According to Yukimura, the series is divided into four story arcs; the "War" arc; the "Slave" arc; and the "Eastern Expedition" arc. The fourth and final arc was not given its own distinct name. In November 2019, Yukimura announced that the manga has entered its final arc; it will be more than 50 chapters long and more than 1,000 pages, and will take "several years to write".

Influences
Yukimura was inspired by anime series about Vikings that he watched as a child, and since then he has been fascinated by them. Their culture and way of life was something new and fresh. He learned, for instance, that if somebody killed while intoxicated he could get a lower sentence or go free. He travelled to Norway and Scandinavia in 2003 to conduct research on Vikings. It was difficult due to the language barrier as he speaks no Norwegian and little English. He was able to see Oseberg Ship which he says is the most beautiful ship he has ever seen. Yukimura compares Vikings to Japanese pirates as he would find more differences than similarities between Vikings and samurai. The author believes Vikings are more free and honest about their own feelings; Samurai are more quiet as a people, and were obedient towards their master or own honour. As research he visited Denmark, Iceland, France, Britain and Canada (and regretted that his story was not found closer to home). He also makes full-scale models because he wants materials as realistic as possible, but the production of those models puts a lot of pressure on his time schedule.

While the Vikings are recognized as heroes, Yukimura wanted to explain the harsh realities living in their era. Because of the harsh violence, the Thorfinn was always drawn with a serious facial expression in the first arc as well as with self-deprecation in the following arc where he pitied himself for his sins. As a result, the character of Thorkell is characterized as more comical and this makes the battles more enjoyable to draw. Meanwhile, Yukimura was often told by his editors not to draw Canute with a beard as they claimed it would not make the series popular as a result of ruining the bishonen archetype he represented. He rejected that idea, claiming that every man had a beard in that era. Meanwhile, Thorfinn becomes an adult in the second story arc, but he shaves his beard as Yukimura did not want him to look strong.

The real Thorfinn attracted Yukimura after reading a book about him. With little historical information about Thorfinn, it motivated him to act as the protagonist because he would have more freedom. Yukimura believes Thorfinn's growth with Askeladd was well executed. He said the character of Askeladd became ambiguous even to himself as a result of the many sides he exposes in the manga. Yukimura states that when writing the characters, most of them are who Thorfinn needs with Askeladd being the exception as he is both Thorfinn's mentor and enemy. They have a seeming father-son relationship as at the beginning of the series, Yukimura was planning Askeladd's death and Thorfinn's reaction to it. Another complicated relationship involves Einar and Thorfinn as the two cannot help each other due to dark narrative involvement. One of Yukimura's themes is learning the effects of revenge on others. Yukimura regrets how he developed the character Einar.
________________________________________
> **JOB 1**
Answer these questions using the passage about Yukimura's manga:
(a) In what month and year did Yukimura announce that the manga had entered its final arc?
(b) In what year did Yukimura travel to Norway and Scandinavia to research Vikings?
(c) How did Yukimura's editors tell him not to draw Canute?
> **JOB 2**
Pull out every line of the records that contains the word "blossom".
________________________________________
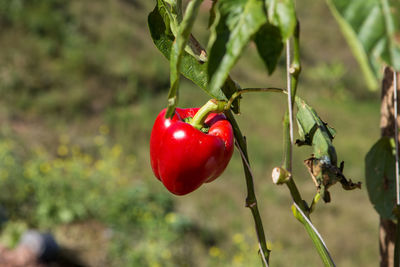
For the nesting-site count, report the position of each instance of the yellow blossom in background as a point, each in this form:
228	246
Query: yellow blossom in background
10	161
155	264
76	150
62	150
166	254
3	174
269	245
99	165
58	163
116	151
87	159
238	238
131	159
238	258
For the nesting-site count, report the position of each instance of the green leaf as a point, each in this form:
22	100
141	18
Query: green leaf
282	14
372	29
323	163
380	177
177	51
315	132
191	68
269	44
235	23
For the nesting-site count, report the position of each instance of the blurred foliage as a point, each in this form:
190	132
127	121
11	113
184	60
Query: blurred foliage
66	57
75	186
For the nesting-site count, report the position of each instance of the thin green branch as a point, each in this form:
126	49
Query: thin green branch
300	210
248	90
177	50
293	70
251	201
315	236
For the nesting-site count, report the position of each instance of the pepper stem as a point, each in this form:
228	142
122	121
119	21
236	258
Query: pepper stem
212	106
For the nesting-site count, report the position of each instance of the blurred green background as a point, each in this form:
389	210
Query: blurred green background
80	86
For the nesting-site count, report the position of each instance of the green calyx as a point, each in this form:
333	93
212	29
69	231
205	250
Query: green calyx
212	106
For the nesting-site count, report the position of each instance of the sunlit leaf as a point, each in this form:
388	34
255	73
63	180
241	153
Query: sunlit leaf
191	68
269	44
372	29
235	23
380	177
315	132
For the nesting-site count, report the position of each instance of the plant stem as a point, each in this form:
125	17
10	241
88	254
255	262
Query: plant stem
293	71
201	115
315	236
303	214
251	201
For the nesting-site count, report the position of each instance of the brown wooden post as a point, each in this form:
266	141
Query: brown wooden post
387	228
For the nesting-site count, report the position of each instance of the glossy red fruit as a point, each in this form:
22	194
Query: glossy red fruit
182	157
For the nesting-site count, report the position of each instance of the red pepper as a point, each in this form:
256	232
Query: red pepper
183	157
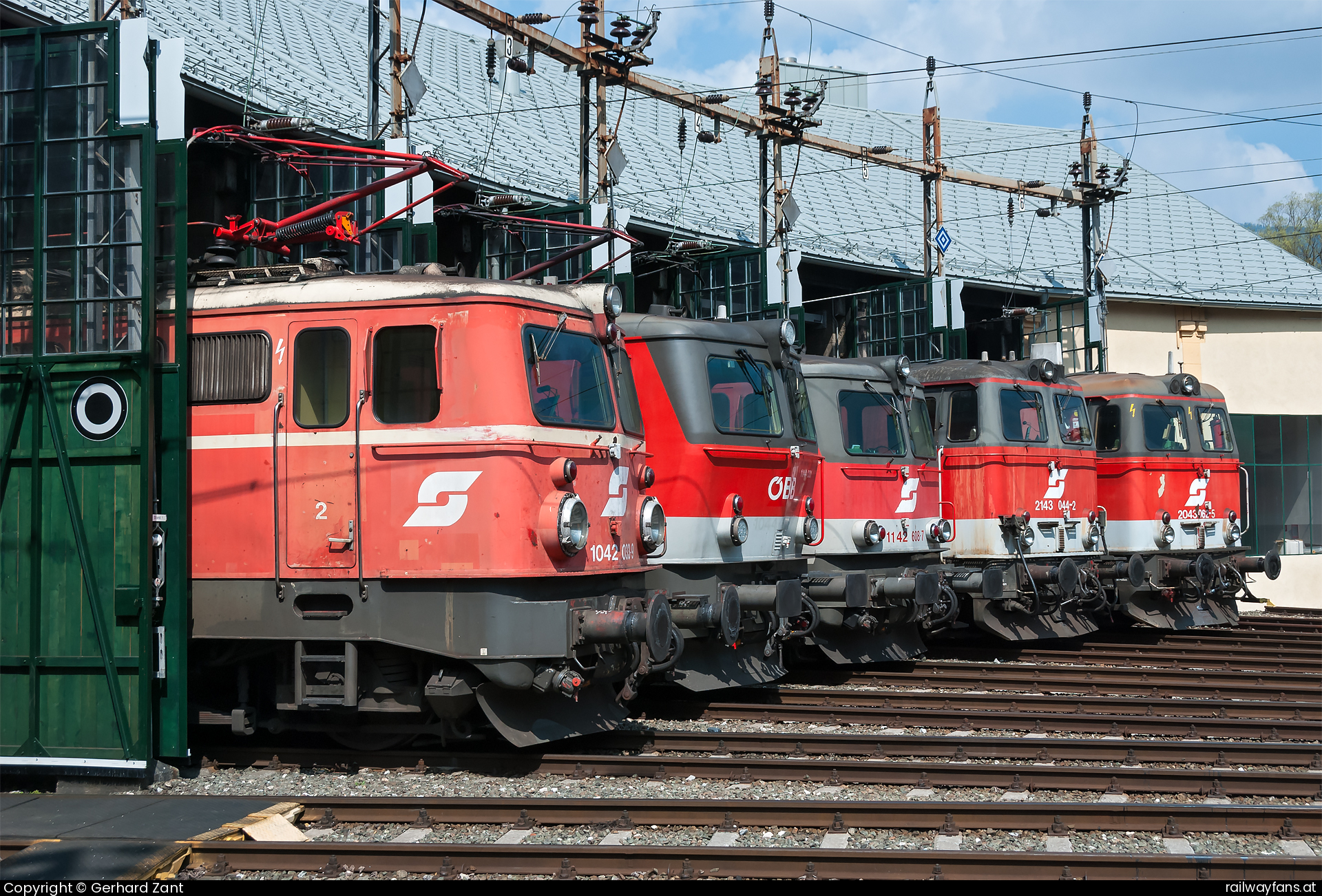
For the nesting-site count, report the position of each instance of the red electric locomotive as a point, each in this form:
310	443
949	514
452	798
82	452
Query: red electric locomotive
1169	485
728	403
878	498
413	496
1017	465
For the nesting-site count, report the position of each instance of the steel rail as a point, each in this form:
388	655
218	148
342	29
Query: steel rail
1122	706
620	813
567	862
1191	727
1045	776
1092	749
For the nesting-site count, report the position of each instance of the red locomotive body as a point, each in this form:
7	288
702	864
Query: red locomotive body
879	498
1020	471
1169	480
388	473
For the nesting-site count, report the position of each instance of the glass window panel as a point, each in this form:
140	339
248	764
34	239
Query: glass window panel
1214	430
569	385
870	425
1074	420
403	380
20	118
1164	429
1108	427
17	327
964	415
60	327
61	273
19	224
744	397
1022	416
20	64
17	171
322	378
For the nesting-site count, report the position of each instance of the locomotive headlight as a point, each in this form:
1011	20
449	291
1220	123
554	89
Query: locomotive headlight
573	525
812	529
941	531
612	301
652	525
739	531
868	533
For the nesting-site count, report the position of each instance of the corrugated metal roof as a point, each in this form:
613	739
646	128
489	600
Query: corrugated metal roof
1168	245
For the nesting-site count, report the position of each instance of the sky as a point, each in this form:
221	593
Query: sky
1166	92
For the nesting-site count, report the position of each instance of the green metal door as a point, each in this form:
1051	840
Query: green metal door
93	561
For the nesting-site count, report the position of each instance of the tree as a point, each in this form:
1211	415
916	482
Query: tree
1294	224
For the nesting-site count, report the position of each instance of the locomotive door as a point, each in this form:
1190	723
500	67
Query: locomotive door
317	469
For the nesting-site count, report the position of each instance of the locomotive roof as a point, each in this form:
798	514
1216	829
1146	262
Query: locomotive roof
1107	385
967	369
658	327
388	287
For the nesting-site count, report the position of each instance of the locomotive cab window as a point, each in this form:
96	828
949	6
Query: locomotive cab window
1215	430
744	397
964	415
626	393
921	430
1021	415
322	378
567	378
1164	429
870	425
403	374
1074	420
1108	427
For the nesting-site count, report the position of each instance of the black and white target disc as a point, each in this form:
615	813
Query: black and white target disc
99	409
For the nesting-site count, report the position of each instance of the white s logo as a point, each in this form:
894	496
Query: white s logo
618	505
909	498
1056	484
430	513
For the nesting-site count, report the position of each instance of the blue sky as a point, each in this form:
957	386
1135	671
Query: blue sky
1257	77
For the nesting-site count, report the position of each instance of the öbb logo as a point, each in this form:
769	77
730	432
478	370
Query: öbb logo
430	513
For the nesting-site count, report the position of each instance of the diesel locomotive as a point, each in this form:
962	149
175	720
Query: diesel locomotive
388	475
1169	491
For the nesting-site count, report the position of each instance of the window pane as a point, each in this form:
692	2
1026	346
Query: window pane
1074	420
1215	430
1021	415
1164	429
870	425
1108	429
799	406
964	415
322	378
744	397
626	393
567	378
403	380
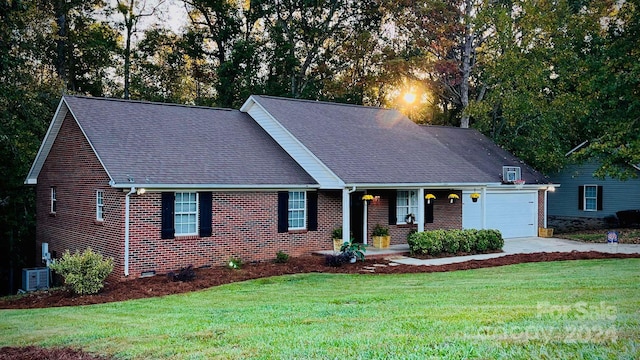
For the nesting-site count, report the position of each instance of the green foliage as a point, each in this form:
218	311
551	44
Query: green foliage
380	230
83	273
184	274
281	257
235	263
494	238
351	249
426	242
451	241
435	242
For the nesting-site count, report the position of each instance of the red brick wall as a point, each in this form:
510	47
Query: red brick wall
________________________________________
> **EXPECTED ANSWER 1**
(a) November 2019
(b) 2003
(c) With a beard

> **EXPECTED ANSWER 2**
For the nesting-site count, report the position of each instance of the yellow blossom in background as a point, each in this form:
Query: yellow blossom in background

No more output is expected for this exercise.